## Objective
Write the data out again exactly, dropping any images it holds.

(Records from a dataset)
--
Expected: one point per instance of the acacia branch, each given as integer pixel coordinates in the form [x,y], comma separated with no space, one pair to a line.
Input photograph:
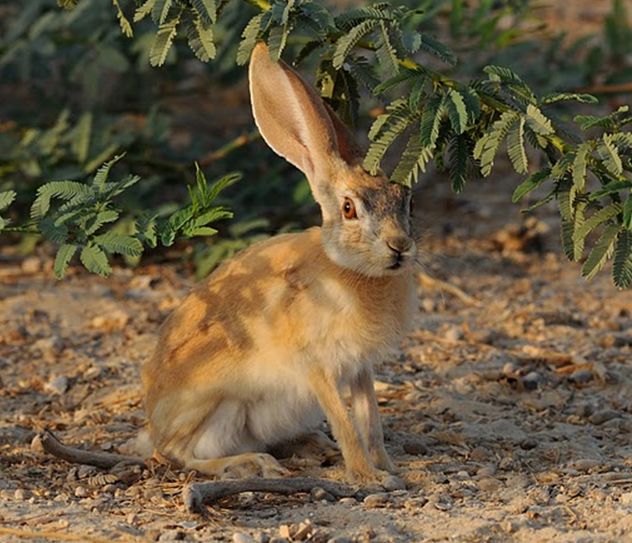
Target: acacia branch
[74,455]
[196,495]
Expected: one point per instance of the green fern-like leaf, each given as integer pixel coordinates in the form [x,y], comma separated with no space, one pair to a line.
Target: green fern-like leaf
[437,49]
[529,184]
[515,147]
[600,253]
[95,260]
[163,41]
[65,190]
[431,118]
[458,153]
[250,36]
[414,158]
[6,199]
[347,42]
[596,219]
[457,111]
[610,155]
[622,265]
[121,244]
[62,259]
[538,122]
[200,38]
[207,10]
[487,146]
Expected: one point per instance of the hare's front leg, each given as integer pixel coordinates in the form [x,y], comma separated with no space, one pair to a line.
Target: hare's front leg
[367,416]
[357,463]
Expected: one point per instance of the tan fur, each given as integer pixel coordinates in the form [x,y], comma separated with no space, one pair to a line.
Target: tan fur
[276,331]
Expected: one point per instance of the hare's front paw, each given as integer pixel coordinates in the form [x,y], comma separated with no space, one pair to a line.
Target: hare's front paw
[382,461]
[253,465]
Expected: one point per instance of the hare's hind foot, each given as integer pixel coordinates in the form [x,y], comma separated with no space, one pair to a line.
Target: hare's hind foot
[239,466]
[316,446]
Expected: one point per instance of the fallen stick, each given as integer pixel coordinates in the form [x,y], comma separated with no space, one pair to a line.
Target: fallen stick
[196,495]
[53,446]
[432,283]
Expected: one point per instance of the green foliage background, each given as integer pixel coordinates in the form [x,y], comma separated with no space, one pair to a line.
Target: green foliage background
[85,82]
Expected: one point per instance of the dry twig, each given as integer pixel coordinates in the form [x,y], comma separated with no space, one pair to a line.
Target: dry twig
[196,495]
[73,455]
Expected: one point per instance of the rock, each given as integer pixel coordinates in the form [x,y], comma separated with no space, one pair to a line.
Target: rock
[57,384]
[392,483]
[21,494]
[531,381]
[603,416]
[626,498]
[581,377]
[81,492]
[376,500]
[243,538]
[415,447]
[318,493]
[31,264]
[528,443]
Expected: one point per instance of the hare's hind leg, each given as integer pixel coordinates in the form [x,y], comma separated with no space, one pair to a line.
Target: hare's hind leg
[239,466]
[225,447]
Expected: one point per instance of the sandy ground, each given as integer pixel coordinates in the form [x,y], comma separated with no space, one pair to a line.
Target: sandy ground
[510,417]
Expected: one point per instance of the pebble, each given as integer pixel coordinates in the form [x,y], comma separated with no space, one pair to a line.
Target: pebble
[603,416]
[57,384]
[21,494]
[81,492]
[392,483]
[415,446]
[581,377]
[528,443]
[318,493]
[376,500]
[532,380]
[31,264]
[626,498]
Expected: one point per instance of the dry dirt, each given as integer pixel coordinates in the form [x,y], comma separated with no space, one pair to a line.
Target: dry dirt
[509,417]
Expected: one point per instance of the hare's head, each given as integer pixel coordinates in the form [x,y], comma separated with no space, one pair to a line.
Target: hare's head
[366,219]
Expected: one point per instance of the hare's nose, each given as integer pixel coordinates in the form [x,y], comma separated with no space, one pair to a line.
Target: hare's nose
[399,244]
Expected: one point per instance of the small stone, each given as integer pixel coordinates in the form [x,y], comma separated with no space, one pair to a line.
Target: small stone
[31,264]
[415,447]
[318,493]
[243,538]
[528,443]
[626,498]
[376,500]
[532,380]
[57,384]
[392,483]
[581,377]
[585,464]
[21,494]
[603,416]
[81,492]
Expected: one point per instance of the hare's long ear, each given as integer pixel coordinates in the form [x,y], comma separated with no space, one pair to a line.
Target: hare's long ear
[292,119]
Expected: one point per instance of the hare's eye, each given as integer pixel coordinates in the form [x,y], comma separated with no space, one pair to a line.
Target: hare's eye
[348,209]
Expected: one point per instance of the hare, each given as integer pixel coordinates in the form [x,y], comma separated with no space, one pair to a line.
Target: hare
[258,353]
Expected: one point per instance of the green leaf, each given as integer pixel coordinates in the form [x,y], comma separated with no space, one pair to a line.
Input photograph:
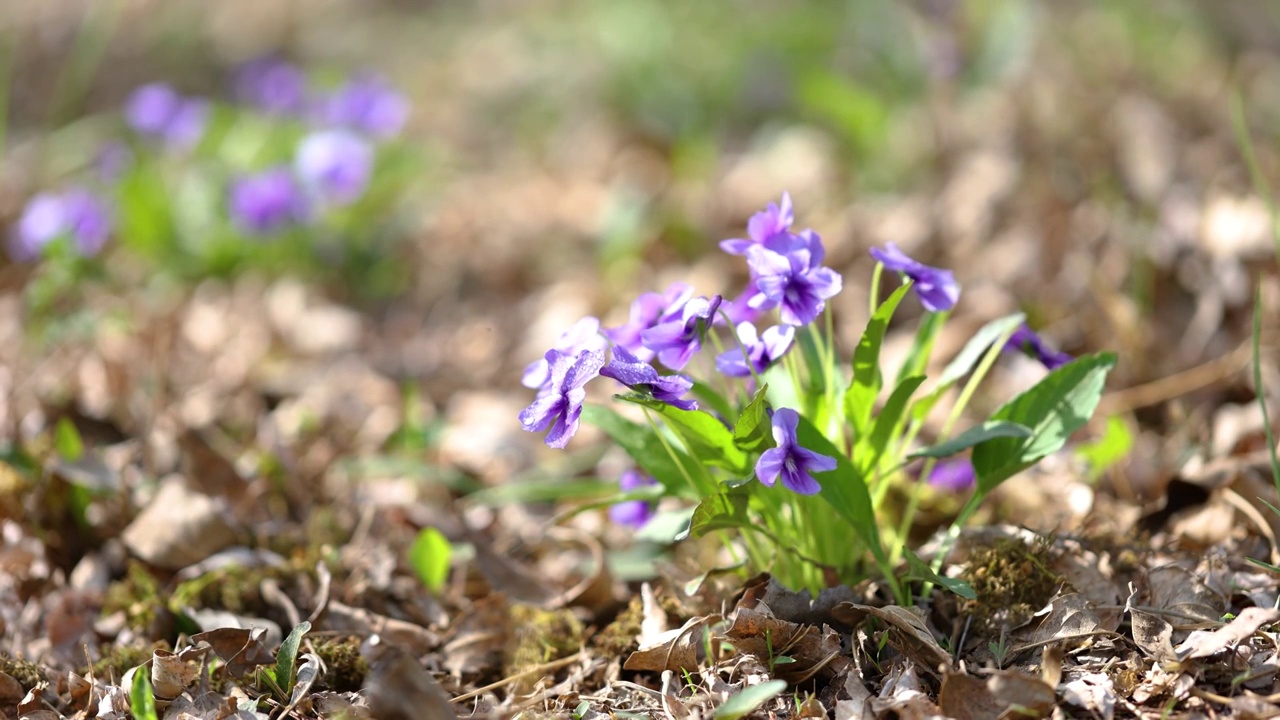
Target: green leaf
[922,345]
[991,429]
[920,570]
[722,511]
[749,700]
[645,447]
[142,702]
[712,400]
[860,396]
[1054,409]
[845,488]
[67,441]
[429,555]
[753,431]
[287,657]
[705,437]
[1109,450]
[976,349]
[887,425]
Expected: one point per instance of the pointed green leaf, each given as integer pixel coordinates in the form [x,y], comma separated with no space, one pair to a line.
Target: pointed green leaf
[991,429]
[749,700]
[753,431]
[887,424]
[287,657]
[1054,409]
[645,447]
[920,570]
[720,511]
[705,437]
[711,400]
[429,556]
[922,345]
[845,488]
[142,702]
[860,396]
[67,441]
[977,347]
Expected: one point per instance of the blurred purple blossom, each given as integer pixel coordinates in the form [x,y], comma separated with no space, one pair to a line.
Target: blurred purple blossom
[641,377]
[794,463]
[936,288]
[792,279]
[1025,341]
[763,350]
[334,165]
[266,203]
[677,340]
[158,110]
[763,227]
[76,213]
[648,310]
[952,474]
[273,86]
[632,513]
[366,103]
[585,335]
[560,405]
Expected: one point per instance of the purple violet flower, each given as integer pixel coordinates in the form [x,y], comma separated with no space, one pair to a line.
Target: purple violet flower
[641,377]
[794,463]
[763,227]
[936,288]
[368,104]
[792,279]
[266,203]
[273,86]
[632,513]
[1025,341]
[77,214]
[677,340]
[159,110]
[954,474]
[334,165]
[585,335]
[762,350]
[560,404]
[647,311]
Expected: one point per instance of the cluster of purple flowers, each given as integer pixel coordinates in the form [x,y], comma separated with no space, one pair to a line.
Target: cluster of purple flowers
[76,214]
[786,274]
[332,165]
--
## Exercise output
Expected: one point per instance of the acacia branch, each given as integer pixel coordinates in the form [x,y], comma separated with no space, one pair to a line.
Input photograph:
Target: acacia branch
[74,455]
[196,495]
Expected: one point per instance of the green fern-like leaf, each given as integer pixel coordinates in the form [x,y], comma separated with no space, one pair to a line.
Target: green fern-like leaf
[437,49]
[529,184]
[515,147]
[600,253]
[95,260]
[163,41]
[65,190]
[431,118]
[458,153]
[250,36]
[414,158]
[6,199]
[347,42]
[596,219]
[457,111]
[610,155]
[622,265]
[121,244]
[62,259]
[538,122]
[200,38]
[207,10]
[487,146]
Expected: one point per instance of the hare's front leg, each given as integer pixel coordinates in the form [x,y], comma separated with no space, one pair to a line.
Target: hare's front leg
[367,416]
[357,463]
Expected: one point per instance of the tan fur, each given as integer pixel coordinates in the form [x,y], comma separated with no space, one pair to a line.
Target: tan fur
[276,331]
Expected: one point per instance of the hare's front paw, each given as integer pixel coordinates in the form [x,y], comma separated with no space, one pair to a line.
Target: hare's front paw
[382,461]
[253,465]
Expected: one point per instance of the hare's hind foot, each given as integer pixel coordinates in the form [x,y], comma separated with no space, one pair to a line.
Target: hare's hind foot
[239,466]
[316,446]
Expected: one point per instance of the fallen stick, each given as integer pixel coordinates in the form [x,y], comma separated with no space, one pair to a line.
Target: fallen stick
[196,495]
[53,446]
[432,283]
Expected: one point per instance of the green foliage background, each given as integer pixel coordinates in the form [x,y], comma separated with no space, one pair to a line.
Target: green foliage background
[85,82]
Expected: one point per instance of the dry twig, each given as integer pixel coordinates in the form [x,y], comma separated with no space, one pair to a line.
Target: dry twig
[196,495]
[73,455]
Expected: one point per instance of the rock, each given as integer pixel coordinates in the form [x,y], comma separated with no space, one pair to a line.
Target: rock
[57,384]
[392,483]
[21,494]
[531,381]
[603,416]
[626,498]
[581,377]
[81,492]
[376,500]
[243,538]
[415,447]
[318,493]
[31,264]
[528,443]
Expected: one point per instance of the hare's hind leg, each given as integer pixel coordinates in the form [x,y], comma separated with no space, one pair to a line.
Target: hare's hind leg
[239,466]
[225,447]
Expected: one point per instance of the sandy ground, each given as integer pixel coordinates in the form [x,y], comma separated with no space, one pair to a line.
Target: sandy ground
[510,417]
Expected: one point per instance of the pebble, each given as integer pixel coordinates in the form [x,y], comma separated with no space, one pair to a line.
Target: pebble
[603,416]
[57,384]
[21,494]
[81,492]
[392,483]
[415,446]
[581,377]
[528,443]
[318,493]
[376,500]
[532,380]
[31,264]
[626,498]
Expected: one point per instance of the dry dirt, each given as integer pixel coordinates in the form [x,y], comma separated with no space, one pair to a line.
Target: dry dirt
[509,417]
Expected: one point per instance of the hare's head, each given as integer pixel coordinates in the form [x,y], comma separated with no space, one pair to a line.
Target: hare's head
[366,219]
Expected: one point per instance of the hare's nose, each given as integer pixel coordinates in the form [x,y], comma separated with no space, one pair to a line.
Target: hare's nose
[399,244]
Expected: one point per instance of the small stone, each given as integer pixel coordinates in the form [x,y], comma separated with no space, one pair to a line.
Target: small stone
[31,264]
[415,447]
[318,493]
[243,538]
[528,443]
[626,498]
[376,500]
[532,380]
[57,384]
[392,483]
[581,377]
[585,464]
[21,494]
[603,416]
[81,492]
Expected: one point per instance of the hare's long ear, each given as integer pixel coordinates in the form [x,y], comma separated with no space, one pair to a line.
Target: hare's long ear
[292,119]
Expected: one point per instance of the hare's eye, each given as integer pixel coordinates in the form [x,y], comma separated with no space, one pair to a line.
Target: hare's eye
[348,209]
Expected: one point per instance of the hare, each given as integer pixel coordinates in the form [x,y], comma separated with no space, one pair to a line.
Target: hare
[258,353]
Expected: one point per instance of the green leaf, each given as integer pixel coordinates in the form [x,y], comma separated with no space, one pair to a line.
Input photograph:
Target: green leaf
[922,345]
[991,429]
[920,570]
[722,511]
[749,700]
[645,447]
[142,702]
[712,400]
[860,396]
[1054,409]
[845,488]
[67,441]
[429,555]
[753,431]
[287,657]
[705,437]
[1109,450]
[976,349]
[887,425]
Expected: one point per instance of the pointed green leaf, each given as integer pixel coordinates in the form [x,y], comma separated with no space, one pair to a line.
Target: pointed green leaf
[991,429]
[749,700]
[753,431]
[887,424]
[287,657]
[1054,409]
[645,447]
[920,570]
[720,511]
[705,437]
[711,400]
[429,556]
[922,345]
[845,488]
[142,702]
[860,396]
[67,441]
[977,347]
Expected: one point per instance of the blurred purple blossom, each given as integer pixel coordinates in the form [x,y], comma separated with no space, one pair to a line.
Target: blurred purple blossom
[641,377]
[794,463]
[936,288]
[792,279]
[1025,341]
[763,350]
[334,165]
[266,203]
[677,340]
[158,110]
[763,227]
[76,213]
[648,310]
[952,474]
[273,86]
[632,513]
[366,103]
[585,335]
[560,405]
Expected: one point per instance of the purple violet flower, each given as integer pixel coordinates in the form [x,y], comma separated with no space, one pair to a line.
Target: purple violet flower
[641,377]
[794,463]
[763,227]
[936,288]
[368,104]
[792,279]
[266,203]
[273,86]
[632,513]
[1025,341]
[77,214]
[677,340]
[159,110]
[954,474]
[334,165]
[585,335]
[762,350]
[560,404]
[647,311]
Expected: one point per instance of the cluster of purple flowers, each given as integer pixel coordinates in the form [x,y], comma separated with no space, one pair to a line.
Target: cluster of purple flowers
[76,214]
[786,274]
[332,165]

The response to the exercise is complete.